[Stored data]
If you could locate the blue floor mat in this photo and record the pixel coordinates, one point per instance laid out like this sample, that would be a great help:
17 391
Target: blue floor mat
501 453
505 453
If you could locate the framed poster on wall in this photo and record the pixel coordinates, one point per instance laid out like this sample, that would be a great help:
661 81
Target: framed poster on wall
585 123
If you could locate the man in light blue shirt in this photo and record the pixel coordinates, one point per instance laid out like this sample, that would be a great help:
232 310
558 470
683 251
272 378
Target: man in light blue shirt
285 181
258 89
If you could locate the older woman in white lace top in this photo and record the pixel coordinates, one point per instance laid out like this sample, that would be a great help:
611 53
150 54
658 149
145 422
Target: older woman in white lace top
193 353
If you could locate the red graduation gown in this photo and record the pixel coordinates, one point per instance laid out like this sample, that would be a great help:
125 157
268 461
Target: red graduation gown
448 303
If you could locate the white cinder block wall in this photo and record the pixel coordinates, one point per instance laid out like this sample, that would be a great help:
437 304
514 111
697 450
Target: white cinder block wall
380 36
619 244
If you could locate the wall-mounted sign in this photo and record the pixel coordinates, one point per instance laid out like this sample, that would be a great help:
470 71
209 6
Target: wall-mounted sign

GIVEN TASK
Extract every item above verbatim, line by line and in the original order.

TASK ANSWER
If you could locate the blue floor mat in this photo and record the pixel coordinates, one point per instance laid out like this sample, that would be a great help:
17 391
Target: blue floor mat
501 453
505 453
If you could locate the framed poster on wall in this photo and record the pixel coordinates, one point per instance laid out like this sample, that would be a great help:
661 81
Target: framed poster on wall
585 123
If you could locate the man in light blue shirt in this photo and record the pixel coordinates, one point per instance laid out like this sample, that would be a great help:
232 310
558 470
683 251
272 378
Target: man in light blue shirt
285 181
258 89
If you could locate the older woman in white lace top in this photo and record the pixel coordinates, one point per instance laid out like this sample, that would be a great help:
611 53
150 54
658 149
145 422
Target: older woman in white lace top
193 353
If you could locate the red graduation gown in this photo and record the pixel coordinates, one point per instance laid out like this sample, that would be a great help:
125 157
268 461
Target: red graduation gown
448 303
If you could locate the white cinder block wall in this photo and record the pixel coordinates, one point per instance laid out like this sample, that would be a great help:
437 304
514 111
697 450
Target: white cinder block wall
380 36
619 244
If you could locate the wall-mounted sign in this photo and record the pixel coordinates, one point per instance laid out like this sample, that would be a great help:
470 71
209 6
Target: wall-mounted sign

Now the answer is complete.